**Objective**
Render the material below as a numbered list with one line per entry, omitting any blank lines.

**Material supplied**
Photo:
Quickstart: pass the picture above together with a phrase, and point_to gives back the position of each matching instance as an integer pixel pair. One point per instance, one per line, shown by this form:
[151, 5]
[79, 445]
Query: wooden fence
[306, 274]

**Answer in full**
1. Photo:
2. Quickstart: pass the picture above together with a phrase, and point_to gives back the position of each matching instance as an integer pixel pair. One point per instance, one per line, shown by this form:
3. [151, 5]
4. [79, 445]
5. Query: wooden fence
6. [306, 274]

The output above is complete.